------ Supplied material
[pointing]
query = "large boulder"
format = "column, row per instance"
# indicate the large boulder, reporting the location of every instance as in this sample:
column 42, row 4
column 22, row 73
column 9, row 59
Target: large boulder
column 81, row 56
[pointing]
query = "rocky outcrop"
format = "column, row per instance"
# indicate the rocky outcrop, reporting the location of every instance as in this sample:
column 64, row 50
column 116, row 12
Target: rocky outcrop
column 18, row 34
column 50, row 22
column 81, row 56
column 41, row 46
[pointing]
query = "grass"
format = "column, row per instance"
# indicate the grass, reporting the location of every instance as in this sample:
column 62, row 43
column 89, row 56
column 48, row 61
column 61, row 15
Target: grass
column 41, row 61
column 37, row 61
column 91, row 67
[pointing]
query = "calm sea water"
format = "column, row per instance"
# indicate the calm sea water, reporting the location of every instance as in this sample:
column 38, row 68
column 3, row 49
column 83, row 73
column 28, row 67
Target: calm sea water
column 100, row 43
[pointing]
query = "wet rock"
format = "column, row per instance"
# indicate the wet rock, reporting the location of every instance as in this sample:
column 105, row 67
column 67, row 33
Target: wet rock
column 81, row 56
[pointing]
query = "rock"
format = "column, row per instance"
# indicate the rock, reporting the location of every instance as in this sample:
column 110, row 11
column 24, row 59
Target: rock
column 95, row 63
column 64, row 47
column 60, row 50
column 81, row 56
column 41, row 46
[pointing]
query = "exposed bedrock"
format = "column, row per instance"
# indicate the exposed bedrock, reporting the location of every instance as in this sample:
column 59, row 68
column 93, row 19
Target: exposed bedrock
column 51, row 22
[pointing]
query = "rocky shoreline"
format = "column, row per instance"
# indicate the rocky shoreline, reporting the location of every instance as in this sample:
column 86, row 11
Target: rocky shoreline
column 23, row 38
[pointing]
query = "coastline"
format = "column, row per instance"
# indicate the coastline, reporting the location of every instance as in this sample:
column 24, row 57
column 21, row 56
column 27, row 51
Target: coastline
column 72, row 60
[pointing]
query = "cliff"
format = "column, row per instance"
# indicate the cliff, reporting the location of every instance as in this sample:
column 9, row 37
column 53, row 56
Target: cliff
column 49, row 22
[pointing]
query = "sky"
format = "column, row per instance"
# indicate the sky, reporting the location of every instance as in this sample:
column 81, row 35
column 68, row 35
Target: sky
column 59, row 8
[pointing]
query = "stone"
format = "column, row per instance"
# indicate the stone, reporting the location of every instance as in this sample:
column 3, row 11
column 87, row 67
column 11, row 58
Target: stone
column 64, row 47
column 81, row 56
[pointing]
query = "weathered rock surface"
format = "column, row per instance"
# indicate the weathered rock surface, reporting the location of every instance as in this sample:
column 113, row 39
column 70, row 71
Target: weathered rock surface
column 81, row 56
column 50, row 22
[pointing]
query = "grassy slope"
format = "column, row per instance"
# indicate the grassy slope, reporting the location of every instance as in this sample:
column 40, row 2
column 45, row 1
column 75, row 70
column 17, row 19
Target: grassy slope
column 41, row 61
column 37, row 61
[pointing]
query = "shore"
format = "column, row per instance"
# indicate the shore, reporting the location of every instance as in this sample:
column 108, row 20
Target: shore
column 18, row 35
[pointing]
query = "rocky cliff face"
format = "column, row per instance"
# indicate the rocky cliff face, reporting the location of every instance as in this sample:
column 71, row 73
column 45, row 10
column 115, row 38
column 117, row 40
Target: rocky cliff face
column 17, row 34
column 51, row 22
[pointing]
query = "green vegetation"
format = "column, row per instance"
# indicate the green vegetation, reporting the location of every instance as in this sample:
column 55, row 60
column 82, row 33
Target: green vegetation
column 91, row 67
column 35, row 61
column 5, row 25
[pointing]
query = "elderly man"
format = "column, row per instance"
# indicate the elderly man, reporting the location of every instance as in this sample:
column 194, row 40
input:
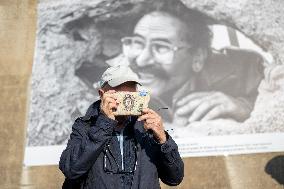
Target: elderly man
column 170, row 51
column 108, row 151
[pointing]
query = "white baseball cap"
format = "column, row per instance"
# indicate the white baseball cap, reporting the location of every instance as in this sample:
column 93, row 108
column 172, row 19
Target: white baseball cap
column 116, row 75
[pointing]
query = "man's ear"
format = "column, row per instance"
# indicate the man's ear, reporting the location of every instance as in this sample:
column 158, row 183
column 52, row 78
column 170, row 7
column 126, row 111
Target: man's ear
column 199, row 59
column 101, row 92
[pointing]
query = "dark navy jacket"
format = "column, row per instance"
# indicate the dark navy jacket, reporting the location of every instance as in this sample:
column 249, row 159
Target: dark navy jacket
column 83, row 158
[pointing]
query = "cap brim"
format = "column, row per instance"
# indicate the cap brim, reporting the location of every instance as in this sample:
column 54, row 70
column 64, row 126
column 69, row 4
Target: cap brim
column 119, row 81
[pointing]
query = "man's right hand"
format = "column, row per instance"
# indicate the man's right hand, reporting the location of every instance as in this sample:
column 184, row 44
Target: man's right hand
column 109, row 103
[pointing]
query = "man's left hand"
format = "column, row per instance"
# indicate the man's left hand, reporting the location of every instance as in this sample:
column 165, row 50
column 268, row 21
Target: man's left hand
column 152, row 121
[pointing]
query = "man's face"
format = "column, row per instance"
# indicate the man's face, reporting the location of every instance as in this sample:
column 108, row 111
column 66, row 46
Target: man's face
column 159, row 68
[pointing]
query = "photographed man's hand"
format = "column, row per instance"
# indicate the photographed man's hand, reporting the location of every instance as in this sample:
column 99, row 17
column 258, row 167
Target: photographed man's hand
column 152, row 121
column 109, row 103
column 203, row 106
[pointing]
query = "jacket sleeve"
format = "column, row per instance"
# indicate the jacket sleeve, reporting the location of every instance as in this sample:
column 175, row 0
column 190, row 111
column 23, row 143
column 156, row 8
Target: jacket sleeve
column 170, row 166
column 85, row 145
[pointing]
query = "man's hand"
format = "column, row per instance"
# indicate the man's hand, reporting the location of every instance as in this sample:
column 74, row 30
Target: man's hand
column 152, row 121
column 205, row 106
column 109, row 104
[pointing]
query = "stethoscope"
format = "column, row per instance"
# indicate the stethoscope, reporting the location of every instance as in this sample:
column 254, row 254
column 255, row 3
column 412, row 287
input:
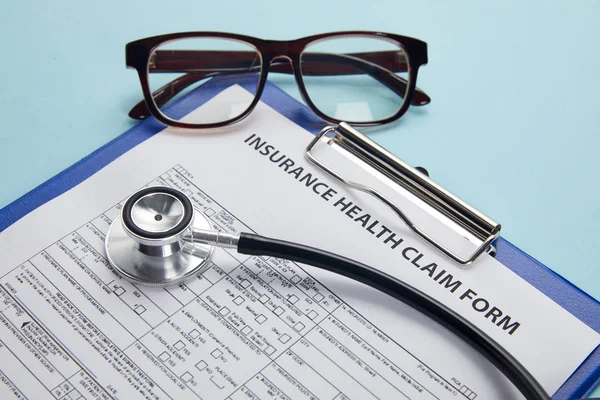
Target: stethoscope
column 161, row 240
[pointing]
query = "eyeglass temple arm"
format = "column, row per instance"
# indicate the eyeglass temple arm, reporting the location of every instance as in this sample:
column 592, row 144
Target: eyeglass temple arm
column 215, row 62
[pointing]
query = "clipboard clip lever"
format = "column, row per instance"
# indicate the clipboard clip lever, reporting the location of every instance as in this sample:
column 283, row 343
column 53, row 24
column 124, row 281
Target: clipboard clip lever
column 477, row 224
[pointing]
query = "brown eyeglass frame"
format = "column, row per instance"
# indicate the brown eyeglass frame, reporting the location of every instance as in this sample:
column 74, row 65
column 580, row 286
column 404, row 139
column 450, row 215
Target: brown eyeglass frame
column 141, row 55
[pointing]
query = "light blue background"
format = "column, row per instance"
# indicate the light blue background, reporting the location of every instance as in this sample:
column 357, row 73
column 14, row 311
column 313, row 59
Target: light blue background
column 513, row 127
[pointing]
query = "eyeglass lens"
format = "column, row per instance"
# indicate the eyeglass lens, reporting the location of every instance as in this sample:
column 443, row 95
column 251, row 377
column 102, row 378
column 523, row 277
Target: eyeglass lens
column 349, row 78
column 185, row 64
column 353, row 79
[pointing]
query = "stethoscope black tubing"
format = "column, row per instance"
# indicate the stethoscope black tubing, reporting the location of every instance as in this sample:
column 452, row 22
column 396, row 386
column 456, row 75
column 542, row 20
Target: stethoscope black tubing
column 252, row 244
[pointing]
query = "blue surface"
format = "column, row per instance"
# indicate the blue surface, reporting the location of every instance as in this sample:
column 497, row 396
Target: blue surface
column 512, row 128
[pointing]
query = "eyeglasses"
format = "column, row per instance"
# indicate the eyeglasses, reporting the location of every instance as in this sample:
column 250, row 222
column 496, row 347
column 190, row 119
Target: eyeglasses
column 363, row 78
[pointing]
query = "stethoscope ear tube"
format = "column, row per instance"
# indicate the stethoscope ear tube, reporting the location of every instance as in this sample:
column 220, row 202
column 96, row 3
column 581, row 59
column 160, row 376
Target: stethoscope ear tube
column 252, row 244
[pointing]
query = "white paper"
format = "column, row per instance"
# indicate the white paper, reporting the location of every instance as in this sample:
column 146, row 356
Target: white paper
column 254, row 327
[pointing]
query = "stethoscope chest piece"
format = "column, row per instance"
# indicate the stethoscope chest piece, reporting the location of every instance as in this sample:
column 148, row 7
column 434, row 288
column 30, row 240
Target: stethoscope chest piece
column 151, row 242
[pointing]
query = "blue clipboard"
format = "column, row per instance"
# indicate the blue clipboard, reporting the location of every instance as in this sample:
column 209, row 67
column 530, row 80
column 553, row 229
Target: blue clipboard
column 564, row 293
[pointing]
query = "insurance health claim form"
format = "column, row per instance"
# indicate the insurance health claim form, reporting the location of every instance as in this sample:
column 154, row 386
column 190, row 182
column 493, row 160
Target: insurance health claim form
column 253, row 327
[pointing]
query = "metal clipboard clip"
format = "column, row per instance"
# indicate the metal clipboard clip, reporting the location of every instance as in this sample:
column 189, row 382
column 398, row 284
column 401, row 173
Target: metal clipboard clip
column 484, row 229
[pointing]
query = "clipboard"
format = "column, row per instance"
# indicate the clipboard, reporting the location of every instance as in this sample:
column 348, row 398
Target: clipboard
column 554, row 286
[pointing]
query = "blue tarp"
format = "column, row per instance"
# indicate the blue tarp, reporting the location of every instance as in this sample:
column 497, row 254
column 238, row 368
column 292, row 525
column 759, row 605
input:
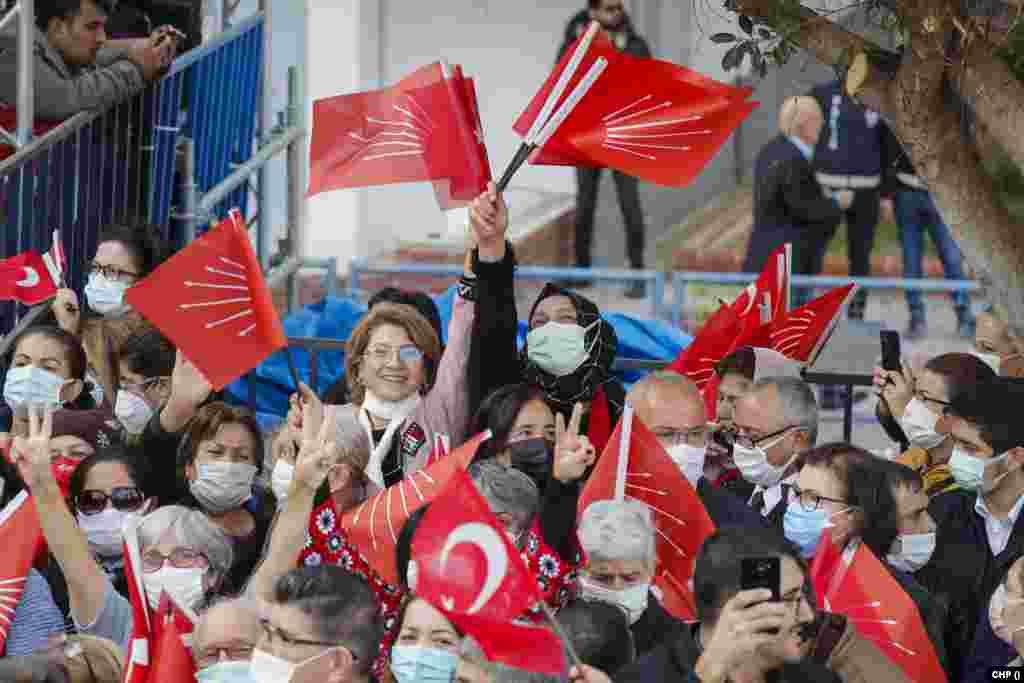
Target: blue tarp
column 335, row 317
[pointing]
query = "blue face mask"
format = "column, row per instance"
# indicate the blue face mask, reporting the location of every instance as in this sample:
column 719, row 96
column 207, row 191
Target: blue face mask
column 412, row 664
column 225, row 672
column 804, row 527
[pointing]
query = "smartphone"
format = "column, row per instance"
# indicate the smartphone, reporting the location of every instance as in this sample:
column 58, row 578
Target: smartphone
column 890, row 350
column 758, row 572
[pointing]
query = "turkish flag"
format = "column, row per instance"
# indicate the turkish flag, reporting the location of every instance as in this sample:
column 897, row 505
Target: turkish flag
column 802, row 333
column 465, row 562
column 26, row 278
column 855, row 584
column 766, row 300
column 647, row 118
column 210, row 299
column 424, row 128
column 654, row 479
column 172, row 660
column 20, row 535
column 521, row 646
column 374, row 525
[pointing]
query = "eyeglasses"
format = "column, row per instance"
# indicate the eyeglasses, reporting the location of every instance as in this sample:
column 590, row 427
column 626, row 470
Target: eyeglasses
column 180, row 558
column 810, row 500
column 124, row 499
column 408, row 354
column 272, row 633
column 695, row 437
column 111, row 272
column 231, row 653
column 749, row 441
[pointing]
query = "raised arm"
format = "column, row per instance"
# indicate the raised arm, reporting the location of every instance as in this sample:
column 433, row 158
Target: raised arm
column 315, row 459
column 87, row 584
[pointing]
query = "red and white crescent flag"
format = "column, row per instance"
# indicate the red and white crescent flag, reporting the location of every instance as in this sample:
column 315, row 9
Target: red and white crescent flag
column 27, row 279
column 465, row 562
column 210, row 299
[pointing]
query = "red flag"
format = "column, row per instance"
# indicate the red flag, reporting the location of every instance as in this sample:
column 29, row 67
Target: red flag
column 465, row 562
column 172, row 660
column 855, row 584
column 26, row 278
column 803, row 332
column 504, row 642
column 137, row 659
column 374, row 525
column 647, row 118
column 424, row 128
column 20, row 535
column 652, row 478
column 210, row 299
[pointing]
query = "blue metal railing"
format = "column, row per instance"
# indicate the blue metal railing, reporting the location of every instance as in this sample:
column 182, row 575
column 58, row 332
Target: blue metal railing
column 120, row 164
column 655, row 281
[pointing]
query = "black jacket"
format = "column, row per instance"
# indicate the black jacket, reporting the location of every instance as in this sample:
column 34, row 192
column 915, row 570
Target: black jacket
column 675, row 659
column 788, row 204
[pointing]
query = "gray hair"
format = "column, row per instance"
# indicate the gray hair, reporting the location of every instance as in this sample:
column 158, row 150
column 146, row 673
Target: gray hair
column 245, row 612
column 612, row 530
column 507, row 489
column 800, row 409
column 192, row 528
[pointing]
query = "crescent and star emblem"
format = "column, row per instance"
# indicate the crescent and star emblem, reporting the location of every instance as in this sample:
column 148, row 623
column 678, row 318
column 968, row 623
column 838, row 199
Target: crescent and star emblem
column 31, row 278
column 488, row 541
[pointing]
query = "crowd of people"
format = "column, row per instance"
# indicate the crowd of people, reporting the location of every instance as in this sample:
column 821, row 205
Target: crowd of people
column 113, row 428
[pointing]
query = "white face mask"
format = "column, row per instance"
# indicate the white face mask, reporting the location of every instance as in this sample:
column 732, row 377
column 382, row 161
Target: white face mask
column 969, row 470
column 911, row 551
column 107, row 297
column 754, row 466
column 132, row 412
column 919, row 424
column 632, row 599
column 559, row 348
column 220, row 487
column 991, row 359
column 281, row 479
column 185, row 586
column 29, row 384
column 103, row 530
column 266, row 668
column 690, row 460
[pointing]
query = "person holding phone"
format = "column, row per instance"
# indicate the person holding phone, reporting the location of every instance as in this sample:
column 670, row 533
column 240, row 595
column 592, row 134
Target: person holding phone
column 744, row 635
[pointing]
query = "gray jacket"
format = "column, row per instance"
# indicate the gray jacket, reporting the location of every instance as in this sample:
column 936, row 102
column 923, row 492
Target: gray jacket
column 61, row 91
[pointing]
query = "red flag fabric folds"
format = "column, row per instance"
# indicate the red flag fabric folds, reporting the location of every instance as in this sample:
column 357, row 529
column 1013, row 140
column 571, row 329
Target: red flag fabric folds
column 647, row 118
column 465, row 562
column 20, row 536
column 210, row 299
column 26, row 279
column 374, row 525
column 680, row 517
column 427, row 127
column 855, row 584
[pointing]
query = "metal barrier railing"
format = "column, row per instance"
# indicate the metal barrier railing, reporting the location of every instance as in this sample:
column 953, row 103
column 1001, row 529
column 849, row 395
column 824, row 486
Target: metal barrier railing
column 122, row 163
column 653, row 279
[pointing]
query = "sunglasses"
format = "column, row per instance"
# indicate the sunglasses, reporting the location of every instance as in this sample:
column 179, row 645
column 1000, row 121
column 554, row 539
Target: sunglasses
column 124, row 499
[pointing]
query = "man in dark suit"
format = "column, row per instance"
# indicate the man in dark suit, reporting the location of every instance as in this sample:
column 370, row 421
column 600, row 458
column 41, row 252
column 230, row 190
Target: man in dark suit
column 615, row 23
column 788, row 203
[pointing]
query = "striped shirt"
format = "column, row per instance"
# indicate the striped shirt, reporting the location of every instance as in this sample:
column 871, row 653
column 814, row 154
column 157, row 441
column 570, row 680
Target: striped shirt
column 36, row 617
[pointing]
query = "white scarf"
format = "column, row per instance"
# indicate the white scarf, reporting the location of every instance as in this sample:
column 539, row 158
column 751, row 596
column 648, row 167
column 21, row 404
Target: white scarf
column 395, row 413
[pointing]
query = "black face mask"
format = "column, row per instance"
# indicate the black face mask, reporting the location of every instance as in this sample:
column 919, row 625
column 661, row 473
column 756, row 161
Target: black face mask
column 534, row 458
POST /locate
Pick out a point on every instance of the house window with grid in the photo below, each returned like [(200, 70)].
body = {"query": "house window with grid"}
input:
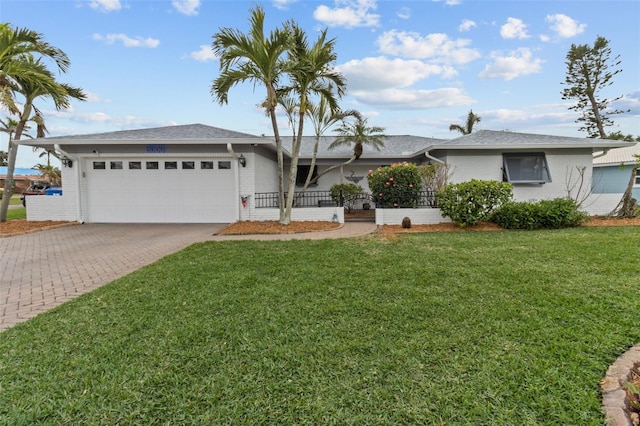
------------
What is required:
Look for the word "grid" in the data, then return every line that contains it.

Exercise solution:
Pick out a point on every instance of the house window with grid in the photo below, each returned like [(200, 70)].
body = {"query": "house window with grid"}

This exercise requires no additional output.